A single number is the whole answer: the tally of lines in the data below that include the word "countertop".

_RECORDS TO PROCESS_:
::::::::::
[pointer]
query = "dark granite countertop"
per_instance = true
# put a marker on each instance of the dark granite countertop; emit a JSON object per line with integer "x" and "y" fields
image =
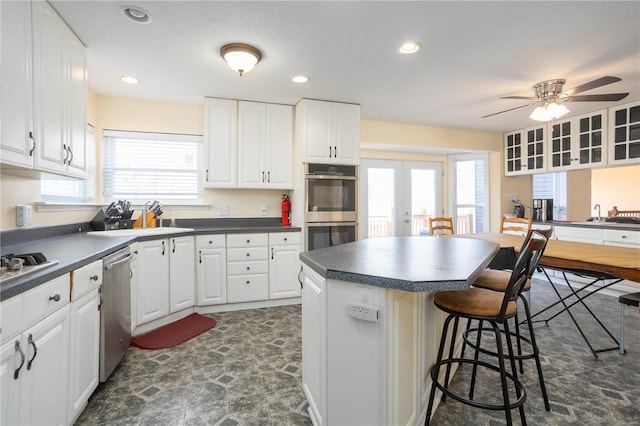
{"x": 405, "y": 263}
{"x": 73, "y": 248}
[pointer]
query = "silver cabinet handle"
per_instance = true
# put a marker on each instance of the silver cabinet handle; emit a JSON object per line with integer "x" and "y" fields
{"x": 35, "y": 351}
{"x": 16, "y": 373}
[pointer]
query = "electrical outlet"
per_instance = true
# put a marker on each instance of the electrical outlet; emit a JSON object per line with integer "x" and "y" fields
{"x": 23, "y": 215}
{"x": 362, "y": 312}
{"x": 223, "y": 210}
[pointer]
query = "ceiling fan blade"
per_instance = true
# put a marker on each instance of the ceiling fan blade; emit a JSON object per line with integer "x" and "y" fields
{"x": 520, "y": 97}
{"x": 609, "y": 97}
{"x": 510, "y": 109}
{"x": 602, "y": 81}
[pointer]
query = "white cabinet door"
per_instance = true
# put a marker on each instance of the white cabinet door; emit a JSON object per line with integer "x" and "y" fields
{"x": 314, "y": 345}
{"x": 16, "y": 94}
{"x": 284, "y": 265}
{"x": 153, "y": 280}
{"x": 12, "y": 359}
{"x": 182, "y": 281}
{"x": 45, "y": 382}
{"x": 265, "y": 146}
{"x": 252, "y": 168}
{"x": 221, "y": 143}
{"x": 330, "y": 132}
{"x": 84, "y": 354}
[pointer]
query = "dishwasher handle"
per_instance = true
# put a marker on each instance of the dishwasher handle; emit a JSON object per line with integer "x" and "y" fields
{"x": 118, "y": 262}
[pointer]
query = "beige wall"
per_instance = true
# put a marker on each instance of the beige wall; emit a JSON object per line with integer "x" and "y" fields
{"x": 619, "y": 186}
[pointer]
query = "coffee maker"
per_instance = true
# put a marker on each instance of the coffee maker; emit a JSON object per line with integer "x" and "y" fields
{"x": 543, "y": 209}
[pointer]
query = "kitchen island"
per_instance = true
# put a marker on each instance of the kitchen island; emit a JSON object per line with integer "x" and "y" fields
{"x": 370, "y": 331}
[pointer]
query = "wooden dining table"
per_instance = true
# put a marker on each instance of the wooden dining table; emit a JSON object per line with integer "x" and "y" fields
{"x": 599, "y": 262}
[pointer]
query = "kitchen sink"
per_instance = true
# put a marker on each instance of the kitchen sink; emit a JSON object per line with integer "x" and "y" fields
{"x": 138, "y": 232}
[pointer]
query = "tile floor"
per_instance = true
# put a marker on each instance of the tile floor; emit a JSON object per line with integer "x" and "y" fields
{"x": 247, "y": 371}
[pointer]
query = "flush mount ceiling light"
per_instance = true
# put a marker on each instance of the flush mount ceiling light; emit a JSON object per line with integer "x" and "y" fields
{"x": 409, "y": 48}
{"x": 240, "y": 57}
{"x": 129, "y": 79}
{"x": 135, "y": 14}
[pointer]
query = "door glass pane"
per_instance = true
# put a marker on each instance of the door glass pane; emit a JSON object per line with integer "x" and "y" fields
{"x": 381, "y": 202}
{"x": 423, "y": 202}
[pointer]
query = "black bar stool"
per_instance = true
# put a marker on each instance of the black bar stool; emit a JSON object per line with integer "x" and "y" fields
{"x": 496, "y": 309}
{"x": 630, "y": 299}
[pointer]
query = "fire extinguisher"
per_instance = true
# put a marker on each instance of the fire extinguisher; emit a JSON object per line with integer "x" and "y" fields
{"x": 286, "y": 210}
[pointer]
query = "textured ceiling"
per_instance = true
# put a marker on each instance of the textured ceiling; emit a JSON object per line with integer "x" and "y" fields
{"x": 472, "y": 53}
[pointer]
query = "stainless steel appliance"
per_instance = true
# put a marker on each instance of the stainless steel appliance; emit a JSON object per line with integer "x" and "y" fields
{"x": 331, "y": 193}
{"x": 115, "y": 311}
{"x": 321, "y": 235}
{"x": 543, "y": 209}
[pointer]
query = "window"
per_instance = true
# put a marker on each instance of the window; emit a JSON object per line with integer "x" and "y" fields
{"x": 143, "y": 166}
{"x": 61, "y": 189}
{"x": 552, "y": 185}
{"x": 469, "y": 186}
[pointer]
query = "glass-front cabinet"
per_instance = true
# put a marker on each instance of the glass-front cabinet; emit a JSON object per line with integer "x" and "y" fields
{"x": 525, "y": 151}
{"x": 624, "y": 125}
{"x": 578, "y": 142}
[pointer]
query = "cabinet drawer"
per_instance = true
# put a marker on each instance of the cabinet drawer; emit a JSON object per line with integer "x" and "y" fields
{"x": 250, "y": 253}
{"x": 580, "y": 233}
{"x": 11, "y": 314}
{"x": 284, "y": 238}
{"x": 247, "y": 288}
{"x": 41, "y": 301}
{"x": 248, "y": 268}
{"x": 86, "y": 279}
{"x": 247, "y": 240}
{"x": 622, "y": 236}
{"x": 210, "y": 241}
::::::::::
_TASK RESPONSE_: 2